(SUPPLIED MATERIAL)

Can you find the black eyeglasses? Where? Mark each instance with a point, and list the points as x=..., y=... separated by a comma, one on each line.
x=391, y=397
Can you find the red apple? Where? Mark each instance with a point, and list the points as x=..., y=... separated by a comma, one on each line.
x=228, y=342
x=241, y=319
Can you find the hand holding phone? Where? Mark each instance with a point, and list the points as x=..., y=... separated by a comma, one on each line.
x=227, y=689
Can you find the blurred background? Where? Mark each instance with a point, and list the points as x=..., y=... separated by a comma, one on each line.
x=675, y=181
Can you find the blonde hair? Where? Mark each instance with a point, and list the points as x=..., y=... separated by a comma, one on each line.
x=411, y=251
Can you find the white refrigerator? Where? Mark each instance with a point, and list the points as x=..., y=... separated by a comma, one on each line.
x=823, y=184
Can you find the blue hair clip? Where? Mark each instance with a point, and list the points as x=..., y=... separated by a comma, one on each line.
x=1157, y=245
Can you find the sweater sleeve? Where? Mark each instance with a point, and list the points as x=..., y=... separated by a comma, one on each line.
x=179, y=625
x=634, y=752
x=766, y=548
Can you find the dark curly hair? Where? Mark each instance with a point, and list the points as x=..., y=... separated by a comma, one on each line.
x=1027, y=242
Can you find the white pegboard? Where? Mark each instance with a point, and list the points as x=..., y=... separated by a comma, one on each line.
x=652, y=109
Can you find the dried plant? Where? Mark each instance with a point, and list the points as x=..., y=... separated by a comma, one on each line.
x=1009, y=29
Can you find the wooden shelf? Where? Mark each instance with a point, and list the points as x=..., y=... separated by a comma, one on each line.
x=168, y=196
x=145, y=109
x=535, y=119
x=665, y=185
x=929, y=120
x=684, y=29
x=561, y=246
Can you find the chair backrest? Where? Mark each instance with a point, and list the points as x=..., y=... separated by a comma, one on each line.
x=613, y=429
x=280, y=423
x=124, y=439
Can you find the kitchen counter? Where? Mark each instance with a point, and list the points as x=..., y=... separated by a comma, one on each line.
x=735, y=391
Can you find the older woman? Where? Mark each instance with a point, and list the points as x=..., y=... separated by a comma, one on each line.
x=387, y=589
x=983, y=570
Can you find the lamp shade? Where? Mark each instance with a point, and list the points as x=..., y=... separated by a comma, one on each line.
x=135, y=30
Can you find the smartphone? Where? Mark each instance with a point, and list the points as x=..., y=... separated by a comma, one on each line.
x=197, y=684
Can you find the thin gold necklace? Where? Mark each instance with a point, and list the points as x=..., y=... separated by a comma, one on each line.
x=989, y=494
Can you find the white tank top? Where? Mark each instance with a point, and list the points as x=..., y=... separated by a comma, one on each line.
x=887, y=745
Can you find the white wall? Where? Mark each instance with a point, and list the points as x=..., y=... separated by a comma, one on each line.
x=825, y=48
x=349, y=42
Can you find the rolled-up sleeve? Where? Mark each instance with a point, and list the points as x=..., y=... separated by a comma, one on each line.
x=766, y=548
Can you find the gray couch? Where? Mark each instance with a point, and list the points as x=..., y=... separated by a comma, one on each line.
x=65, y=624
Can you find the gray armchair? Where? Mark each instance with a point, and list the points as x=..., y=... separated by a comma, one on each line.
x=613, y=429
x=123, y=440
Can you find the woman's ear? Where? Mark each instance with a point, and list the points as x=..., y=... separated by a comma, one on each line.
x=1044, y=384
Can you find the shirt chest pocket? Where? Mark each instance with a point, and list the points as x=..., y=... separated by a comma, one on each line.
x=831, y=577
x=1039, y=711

(End SUPPLIED MATERIAL)

TASK STATEMENT: Every line of the data should be copied exactly.

TASK ANSWER:
Can you find the black eyeglasses? Where? Mark each instance with a point, and list the points as x=..., y=... separated by a comma, one on each line.
x=391, y=397
Can you find the red apple? Where? Mark each instance with a point, and list the points as x=..., y=... separated by a comma, one on each line.
x=228, y=342
x=241, y=319
Can you find the hand holding phone? Where? Mark each instance with a point, and list the points as x=..., y=... separated by a comma, one on each line.
x=227, y=689
Can you find the blurred background? Where? Mark each instance with a point, and list the points as x=..., y=... separated by a comma, one on each line.
x=675, y=181
Can you find the blonde hair? Where? Mark each instance with a point, and list the points as x=..., y=... separated by a comma, one on each line.
x=411, y=251
Can you find the white refrigerator? Where? Mark each instance with a point, and list the points as x=..., y=... separated by a comma, one on each line.
x=823, y=184
Can you find the blue hair clip? Where? Mark each instance with a point, and list the points as x=..., y=... separated by a comma, one on each line.
x=1157, y=245
Can you find the sweater sleeve? Where? Mark each instance with a point, and list the points as x=..., y=... separated by a comma, one on each line.
x=179, y=625
x=634, y=752
x=766, y=548
Can you find the dark curly hair? Where? Mark each instance with a point, and list the points as x=..., y=... separated by a comma, one on each line.
x=1027, y=242
Can you find the white pegboard? Where? Mark each instance with a point, and list the points as x=..., y=... separated by a comma, one on each line.
x=652, y=109
Can you find the dried plant? Where? Mark each instance with a point, and list the points as x=..., y=... separated by a comma, one on each line.
x=1009, y=29
Can you find the wooden shelf? Where? Mark each instance with a point, and list the points as x=..., y=... separated by a comma, one on each line.
x=168, y=196
x=145, y=109
x=535, y=119
x=665, y=185
x=929, y=120
x=684, y=29
x=561, y=246
Can you find the chair backrest? Where? Mark each instance with a point, and list the points as x=..., y=... separated by a comma, one on each line.
x=613, y=429
x=280, y=423
x=124, y=439
Can you find the kitchen counter? Where? Mark each instance with a point, and list the points as x=..., y=... separated by a comma, one on each line.
x=735, y=391
Can you find the older woman? Where? Mark each instance with a point, and list the points as x=..., y=... separated by a comma, one on each line.
x=387, y=589
x=983, y=570
Can you find the lamp shade? Where? Mark each instance with a point, and list the points as x=..., y=... separated by a comma, one on each line.
x=135, y=30
Can you find the smartphone? Where? Mark each instance with a point, and list the points as x=..., y=... separated by a comma, one on each line.
x=197, y=684
Can you find the thin gold necklace? Where? Mark each instance with a point, and list the points as x=..., y=... separated by a comma, one on each line.
x=989, y=494
Can you find the white tank top? Where? Mark each instance with a point, and list the points as x=..., y=... separated by a comma, one on each line.
x=887, y=745
Can you find the white wall? Where? Mark each instance with a point, and list the points as x=..., y=... separated by a comma, one on each line.
x=825, y=48
x=349, y=42
Can you find the rolled-up sleeve? Where? Mark each instance with a point, and list the points as x=..., y=... separated by a comma, one on each line.
x=766, y=548
Can you find the gray couch? Where? Mark each instance with a point, and list the points as x=..., y=... separated by a comma, one on each line.
x=65, y=624
Can you find the gray armchair? Where? Mark each instance with a point, and list the points as x=..., y=... separated by a comma, one on each line.
x=613, y=429
x=123, y=440
Can you find the woman's ear? Where? Mark each instance with a point, and list the points as x=..., y=... separated by a comma, one on each line.
x=1044, y=384
Can you find the shirt chest pocket? Where? Mark each instance with a point, and list the points as x=..., y=... separated by a comma, one on each line.
x=831, y=577
x=1039, y=711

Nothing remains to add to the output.